**Information given:**
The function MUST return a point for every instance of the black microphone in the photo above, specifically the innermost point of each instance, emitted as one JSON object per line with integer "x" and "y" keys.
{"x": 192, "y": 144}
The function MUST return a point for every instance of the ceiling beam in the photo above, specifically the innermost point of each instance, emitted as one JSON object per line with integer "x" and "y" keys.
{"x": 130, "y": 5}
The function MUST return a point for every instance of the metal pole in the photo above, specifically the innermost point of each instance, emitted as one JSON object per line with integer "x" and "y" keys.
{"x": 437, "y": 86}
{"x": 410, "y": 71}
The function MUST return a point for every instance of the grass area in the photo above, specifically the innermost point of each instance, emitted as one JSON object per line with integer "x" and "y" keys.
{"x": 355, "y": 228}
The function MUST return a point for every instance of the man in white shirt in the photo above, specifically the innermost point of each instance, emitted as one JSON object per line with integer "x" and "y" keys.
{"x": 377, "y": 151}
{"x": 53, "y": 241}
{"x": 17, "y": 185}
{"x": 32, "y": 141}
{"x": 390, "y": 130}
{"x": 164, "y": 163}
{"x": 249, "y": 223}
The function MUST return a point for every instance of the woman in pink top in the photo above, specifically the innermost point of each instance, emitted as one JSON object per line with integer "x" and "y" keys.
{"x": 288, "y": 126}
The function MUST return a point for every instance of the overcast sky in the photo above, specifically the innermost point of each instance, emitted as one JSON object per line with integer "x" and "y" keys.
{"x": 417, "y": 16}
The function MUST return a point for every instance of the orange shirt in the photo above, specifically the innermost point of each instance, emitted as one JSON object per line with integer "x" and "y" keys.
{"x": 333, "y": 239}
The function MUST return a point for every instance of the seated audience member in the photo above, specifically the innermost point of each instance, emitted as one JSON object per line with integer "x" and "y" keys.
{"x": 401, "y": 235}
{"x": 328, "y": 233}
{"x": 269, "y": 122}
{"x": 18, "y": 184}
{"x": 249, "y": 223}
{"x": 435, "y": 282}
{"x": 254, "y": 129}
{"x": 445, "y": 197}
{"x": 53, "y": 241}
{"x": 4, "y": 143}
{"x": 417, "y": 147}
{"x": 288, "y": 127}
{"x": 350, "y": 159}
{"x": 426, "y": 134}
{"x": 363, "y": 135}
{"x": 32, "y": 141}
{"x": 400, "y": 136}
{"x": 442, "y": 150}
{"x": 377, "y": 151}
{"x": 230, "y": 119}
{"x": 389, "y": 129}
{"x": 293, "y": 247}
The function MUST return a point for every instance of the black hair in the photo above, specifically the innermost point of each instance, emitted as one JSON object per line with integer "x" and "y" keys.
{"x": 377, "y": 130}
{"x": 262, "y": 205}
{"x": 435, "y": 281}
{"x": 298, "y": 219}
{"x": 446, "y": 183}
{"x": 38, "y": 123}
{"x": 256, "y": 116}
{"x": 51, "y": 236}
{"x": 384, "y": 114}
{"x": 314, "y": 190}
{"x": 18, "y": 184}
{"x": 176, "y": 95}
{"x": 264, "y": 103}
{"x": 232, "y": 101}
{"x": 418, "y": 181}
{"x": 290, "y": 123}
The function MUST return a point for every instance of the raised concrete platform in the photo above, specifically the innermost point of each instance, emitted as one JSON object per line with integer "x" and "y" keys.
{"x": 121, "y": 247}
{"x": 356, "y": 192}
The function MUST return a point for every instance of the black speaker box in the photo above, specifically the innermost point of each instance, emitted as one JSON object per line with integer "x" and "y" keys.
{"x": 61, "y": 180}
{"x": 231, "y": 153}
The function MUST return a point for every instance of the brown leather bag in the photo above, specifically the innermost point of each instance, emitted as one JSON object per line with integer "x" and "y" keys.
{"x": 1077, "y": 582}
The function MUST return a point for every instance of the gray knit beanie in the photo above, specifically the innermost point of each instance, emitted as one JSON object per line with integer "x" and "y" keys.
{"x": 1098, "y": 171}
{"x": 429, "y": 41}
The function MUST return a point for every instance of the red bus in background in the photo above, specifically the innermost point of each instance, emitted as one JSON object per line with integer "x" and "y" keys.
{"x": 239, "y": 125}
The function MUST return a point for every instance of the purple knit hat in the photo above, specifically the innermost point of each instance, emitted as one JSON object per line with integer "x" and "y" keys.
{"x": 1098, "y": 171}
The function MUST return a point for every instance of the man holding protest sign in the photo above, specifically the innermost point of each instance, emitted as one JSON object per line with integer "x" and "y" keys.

**Problem description:** Reproduce all of the material above verbatim, line by line.

**Finished exercise:**
The function MUST return a point for every instance of the black microphone in the photo above, specifically the innermost point of each instance, emitted as one JSON object per line with integer "x" and "y" keys.
{"x": 192, "y": 144}
The function MUST return a point for every instance of the ceiling beam in the photo above, specifically the innermost point of each instance, emitted as one JSON object per line with integer "x" and "y" keys.
{"x": 130, "y": 5}
The function MUST return a point for every instance of the metal pole in the photo above, specifically the innermost point of each instance, emitted as one JSON object per line with integer "x" and "y" keys.
{"x": 437, "y": 86}
{"x": 410, "y": 71}
The function MUST return a point for every instance of the grass area in the photo above, specifically the innermost point of each instance, emitted as one JSON object per line with integer "x" and "y" keys.
{"x": 355, "y": 228}
The function MUST return a point for every instance of the man in white shirt in the photo above, specifically the innermost point of each instance, emitted as one JSON object per line with integer "x" and "y" keys.
{"x": 377, "y": 151}
{"x": 53, "y": 241}
{"x": 17, "y": 185}
{"x": 32, "y": 141}
{"x": 390, "y": 130}
{"x": 164, "y": 163}
{"x": 249, "y": 223}
The function MUST return a point for every instance of the woman in pink top in the photo above, specifically the innermost point of each instance, emitted as one JSON object per line with integer "x" and "y" keys.
{"x": 288, "y": 126}
The function MUST return a point for every instance of the overcast sky in the photo above, specifically the innermost point of each instance, emitted as one JSON object per line with integer "x" and "y" keys.
{"x": 417, "y": 16}
The function MUST return a point for every instance of the orange shirt in the photo above, specifically the innermost point of each instance, emitted as one JSON object per line with integer "x" and "y" keys.
{"x": 333, "y": 239}
The function MUST return a point for every instance of the seated audience member in the photo above, specifically the innermost point of each instance, emitted as one JSON object per line with integer "x" and "y" keys.
{"x": 401, "y": 235}
{"x": 328, "y": 233}
{"x": 269, "y": 122}
{"x": 18, "y": 184}
{"x": 249, "y": 223}
{"x": 435, "y": 282}
{"x": 254, "y": 129}
{"x": 445, "y": 197}
{"x": 53, "y": 241}
{"x": 4, "y": 143}
{"x": 417, "y": 147}
{"x": 288, "y": 127}
{"x": 350, "y": 159}
{"x": 426, "y": 134}
{"x": 363, "y": 135}
{"x": 32, "y": 141}
{"x": 400, "y": 136}
{"x": 442, "y": 150}
{"x": 377, "y": 151}
{"x": 230, "y": 119}
{"x": 389, "y": 129}
{"x": 293, "y": 247}
The function MUST return a point for every instance of the black hair in the photo above, specifically the innermost point of each instance, emitted as one JSON object per line with integer "x" and "y" keys.
{"x": 377, "y": 130}
{"x": 262, "y": 205}
{"x": 435, "y": 281}
{"x": 298, "y": 219}
{"x": 446, "y": 183}
{"x": 38, "y": 123}
{"x": 256, "y": 116}
{"x": 51, "y": 236}
{"x": 384, "y": 114}
{"x": 314, "y": 190}
{"x": 18, "y": 184}
{"x": 176, "y": 95}
{"x": 264, "y": 103}
{"x": 232, "y": 101}
{"x": 418, "y": 181}
{"x": 290, "y": 123}
The function MUST return a point for every instance of the raised concrete platform in the photo above, specifically the innermost point of each instance, emitted as one JSON object per line with integer "x" and "y" keys.
{"x": 121, "y": 247}
{"x": 356, "y": 192}
The function MUST return a point for every instance of the black speaker box in the photo above, specifically the innermost point of each instance, emitted as one JSON object per line with integer "x" and "y" keys.
{"x": 61, "y": 180}
{"x": 231, "y": 153}
The function MUST return a point for every instance of the brown leather bag in the photo above, specifically the innermost point of each instance, emitted as one JSON object per line with integer "x" and "y" keys.
{"x": 1077, "y": 582}
The function MUST return a point for every instance of the gray knit beanie in the photo above, specifically the innermost point of each instance, emitted as one JSON object per line with integer "x" and "y" keys.
{"x": 1098, "y": 171}
{"x": 429, "y": 41}
The function MUST return a point for every instance of the red bus in background in the photo above, specifically the innermost point of each instance, emitted as one JSON object per line with integer "x" and "y" keys.
{"x": 239, "y": 125}
The function MUST return a point for every instance of the purple knit hat in the photo above, specifically the innermost point of each instance, emitted as one JSON object per line with integer "x" and "y" keys.
{"x": 1098, "y": 171}
The function MUST return a point for every instance of the man holding protest sign in the photo above, specifically the innermost point of each instance, emitted as one JSON object per line with integer "x" and "y" keys.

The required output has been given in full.